**What this task involves**: Rewrite the records below, changing every "one point per instance" to "a single point for each instance" and leaving everything else as it is.
--- start of Record excerpts ---
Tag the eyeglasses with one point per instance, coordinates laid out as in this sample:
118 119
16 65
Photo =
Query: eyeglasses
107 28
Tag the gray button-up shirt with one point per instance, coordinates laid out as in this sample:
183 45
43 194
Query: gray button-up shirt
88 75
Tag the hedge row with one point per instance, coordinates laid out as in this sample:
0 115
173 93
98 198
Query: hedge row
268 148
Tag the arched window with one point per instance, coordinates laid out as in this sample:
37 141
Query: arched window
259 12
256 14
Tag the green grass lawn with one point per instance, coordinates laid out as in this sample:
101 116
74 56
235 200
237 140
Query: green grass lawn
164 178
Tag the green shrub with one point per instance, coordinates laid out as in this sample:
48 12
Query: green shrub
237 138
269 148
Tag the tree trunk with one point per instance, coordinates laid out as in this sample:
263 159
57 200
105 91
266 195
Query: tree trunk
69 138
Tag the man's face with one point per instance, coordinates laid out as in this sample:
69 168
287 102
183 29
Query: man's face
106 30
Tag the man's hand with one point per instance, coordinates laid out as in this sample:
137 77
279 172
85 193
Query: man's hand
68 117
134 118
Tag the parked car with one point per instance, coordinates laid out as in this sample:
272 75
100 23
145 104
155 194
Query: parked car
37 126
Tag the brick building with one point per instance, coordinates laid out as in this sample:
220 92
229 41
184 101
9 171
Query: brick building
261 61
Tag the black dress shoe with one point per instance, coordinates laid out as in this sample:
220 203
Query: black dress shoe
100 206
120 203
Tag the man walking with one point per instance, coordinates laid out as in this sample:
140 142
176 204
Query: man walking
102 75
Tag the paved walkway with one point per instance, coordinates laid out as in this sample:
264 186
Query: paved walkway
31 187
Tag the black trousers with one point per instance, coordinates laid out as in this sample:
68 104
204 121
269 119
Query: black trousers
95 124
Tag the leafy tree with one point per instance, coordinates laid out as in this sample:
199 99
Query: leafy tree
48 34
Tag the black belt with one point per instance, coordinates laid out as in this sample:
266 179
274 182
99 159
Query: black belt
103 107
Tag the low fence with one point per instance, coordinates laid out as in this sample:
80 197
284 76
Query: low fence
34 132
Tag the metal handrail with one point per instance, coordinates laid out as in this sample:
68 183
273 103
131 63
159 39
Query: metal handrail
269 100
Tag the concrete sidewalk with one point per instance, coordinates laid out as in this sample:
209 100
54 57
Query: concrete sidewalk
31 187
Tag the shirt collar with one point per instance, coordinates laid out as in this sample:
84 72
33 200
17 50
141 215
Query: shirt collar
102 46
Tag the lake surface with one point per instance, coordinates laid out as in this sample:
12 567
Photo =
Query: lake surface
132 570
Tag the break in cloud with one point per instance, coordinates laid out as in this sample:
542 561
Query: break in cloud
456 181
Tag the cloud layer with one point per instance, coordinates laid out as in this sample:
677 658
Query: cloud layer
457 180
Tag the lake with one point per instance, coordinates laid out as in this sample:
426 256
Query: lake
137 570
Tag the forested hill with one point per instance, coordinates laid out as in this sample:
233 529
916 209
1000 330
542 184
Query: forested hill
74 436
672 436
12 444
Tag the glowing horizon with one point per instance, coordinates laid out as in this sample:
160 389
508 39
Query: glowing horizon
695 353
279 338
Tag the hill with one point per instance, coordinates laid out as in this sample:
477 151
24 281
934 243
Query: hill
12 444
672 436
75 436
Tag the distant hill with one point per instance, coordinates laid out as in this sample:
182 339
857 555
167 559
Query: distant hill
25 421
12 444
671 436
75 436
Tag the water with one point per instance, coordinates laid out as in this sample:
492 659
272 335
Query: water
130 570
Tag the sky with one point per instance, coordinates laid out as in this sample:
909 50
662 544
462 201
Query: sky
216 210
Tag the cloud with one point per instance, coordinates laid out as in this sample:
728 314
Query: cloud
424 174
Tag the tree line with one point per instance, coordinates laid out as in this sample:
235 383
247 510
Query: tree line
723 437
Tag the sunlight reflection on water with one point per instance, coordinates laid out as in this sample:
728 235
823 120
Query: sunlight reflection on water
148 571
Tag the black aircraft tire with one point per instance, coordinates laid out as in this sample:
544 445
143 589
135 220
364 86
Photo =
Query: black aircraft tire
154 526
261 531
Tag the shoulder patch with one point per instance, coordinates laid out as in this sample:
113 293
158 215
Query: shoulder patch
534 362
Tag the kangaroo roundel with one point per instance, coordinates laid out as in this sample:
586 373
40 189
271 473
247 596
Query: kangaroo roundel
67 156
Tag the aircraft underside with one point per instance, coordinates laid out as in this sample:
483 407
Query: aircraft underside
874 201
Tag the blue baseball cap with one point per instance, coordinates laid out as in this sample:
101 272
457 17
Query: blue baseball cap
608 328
--- end of Record excerpts ---
**The output**:
Tag the eyeglasses with a single point for each instance, coordinates laid out as in this sample:
118 119
16 65
Photo =
Query: eyeglasses
107 28
Tag the gray button-up shirt with a single point for each instance, coordinates laid out as in this sample:
183 45
43 194
Query: gray button-up shirt
88 75
Tag the hedge row with a single point for each instance, coordinates laid out as in this sample:
0 115
173 93
98 198
Query: hedge row
268 148
Tag the arched window with a single point for each instance, coordinates laid out as in this sample:
37 141
Query: arched window
259 12
256 14
Tag the green grass lawn with a single point for each instance, coordinates laid out as in this sample:
101 116
74 56
235 200
237 140
Query: green grass lawn
164 178
Tag the green shrub with a single point for each instance, coordinates laid out as in this sample:
48 12
Query: green shrub
237 138
269 148
Tag the tree trunk with a single point for each instance, coordinates laid out as in this sample:
263 159
57 200
105 91
266 195
Query: tree trunk
69 138
Tag the man's face with a single point for each instance, coordinates laid out as in this sample:
69 168
287 102
183 29
Query: man's face
106 30
Tag the man's hand with a single point for each instance, coordinates laid out as in this sample:
137 77
279 172
85 193
Query: man's hand
68 117
134 118
Tag the parked car with a single point for each instance, coordinates laid out as in this sample:
272 75
100 23
145 104
155 194
Query: parked car
37 126
Tag the brick building with a single point for each instance, coordinates laid out as in this sample:
220 92
229 41
184 101
9 171
Query: brick building
261 61
Tag the black dress shoe with a single point for each instance, coordinates laid out as in this sample:
220 203
Query: black dress shoe
100 206
120 203
Tag the man walking with a single point for each instance, coordinates laid out as in this sample:
140 142
176 204
Query: man walking
102 75
Tag the paved walkway with a single point for each instance, coordinates laid out as in this sample:
264 186
Query: paved walkway
31 187
Tag the black trousers with a single point for each instance, coordinates laid out as in this sample:
68 104
204 121
269 119
Query: black trousers
95 124
Tag the leafy tree with a single point for each instance, coordinates laid out as in this sample:
199 99
Query: leafy tree
48 34
Tag the black belt with a single point for each instance, coordinates laid out as in this sample:
266 179
274 182
99 159
Query: black belt
103 107
Tag the low fence with a single point for each instance, coordinates laid out as in this sample:
80 197
284 76
Query: low fence
34 132
Tag the metal handrail with a single point for each instance, coordinates laid out as in this sample:
68 183
273 103
131 63
159 39
Query: metal handrail
269 100
Tag the concrete sidewalk with a single point for each instance, coordinates laid out as in this sample:
209 100
54 57
Query: concrete sidewalk
31 187
Tag the shirt collar with a single point for each instance, coordinates laid out as in this sample:
84 72
33 200
17 50
141 215
Query: shirt collar
102 46
Tag the lake surface with a single point for each instance, coordinates laid out as in this sample:
12 567
Photo =
Query: lake surface
132 570
Tag the break in cloud with a single point for each instance, coordinates laid out as in this sample:
542 561
Query: break in cloud
456 181
Tag the cloud layer with a single point for each instance, coordinates laid out as in this sample:
677 658
Query: cloud layer
457 180
Tag the lake with a single point for each instance, coordinates laid out as in this sample:
426 256
Query: lake
137 570
Tag the forested hill with a single point for each instance, coordinates laid out as in this sample:
233 529
916 209
1000 330
542 184
Query: forested hill
74 436
672 436
12 444
Tag the glowing horizon with a single point for each instance, coordinates laid out as in this sample:
160 389
508 39
Query: glowing horizon
695 353
279 338
Tag the hill with a single point for each instance, coordinates laid out as in this sample:
477 151
24 281
934 243
Query: hill
12 444
672 436
75 436
Tag the distant hill with a single point for each instance, coordinates laid out as in this sample:
182 339
857 555
167 559
Query: distant hill
25 421
12 444
671 436
75 436
Tag the water with a single point for each instance, coordinates laid out as in this sample:
492 659
272 335
Query: water
130 570
Tag the sky with a single point for each instance, coordinates laid out as in this sample:
909 50
662 544
462 201
Query: sky
216 210
Tag the cloud with a single point for each instance, coordinates laid out as in this sample:
728 314
Query: cloud
424 174
Tag the tree line with a single point for each instance, coordinates laid out as in this sample:
235 383
247 510
Query: tree line
723 437
Tag the sunlight reflection on water with a single point for each instance, coordinates laid out as in this sample:
728 235
823 120
Query: sunlight reflection on water
148 571
Tag the black aircraft tire with a single point for each instance, coordinates laid out as in this sample:
544 445
143 589
135 220
364 86
Photo =
Query: black aircraft tire
154 526
261 531
Tag the shoulder patch with a single point for each instance, coordinates laid out as in this sample:
113 293
158 215
Query: shoulder patch
534 362
Tag the kangaroo roundel with a single point for each instance, coordinates laid out as in this sample:
586 373
40 189
271 473
247 596
Query: kangaroo roundel
67 156
Tag the aircraft underside with a single point for each instance, coordinates laid out as in this sample:
483 407
Query: aircraft underside
874 201
Tag the blue baseball cap with a single point for each instance, coordinates laid out as in this sample:
101 272
457 17
Query: blue baseball cap
608 328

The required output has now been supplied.